Task description - Could you retype every entry below exactly as written?

Extracted records -
Content starts

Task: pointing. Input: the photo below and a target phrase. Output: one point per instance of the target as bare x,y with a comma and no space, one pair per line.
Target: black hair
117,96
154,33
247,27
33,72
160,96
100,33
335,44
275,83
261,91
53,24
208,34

Content ends

Exercise response -
Task: pointing. Input: the photo below and a target phrase. Output: one point per instance of the target as bare x,y with a comma and no space, one pair per line.
Target: black hair
117,96
154,33
247,27
33,72
160,96
100,33
335,44
275,83
261,91
53,24
208,34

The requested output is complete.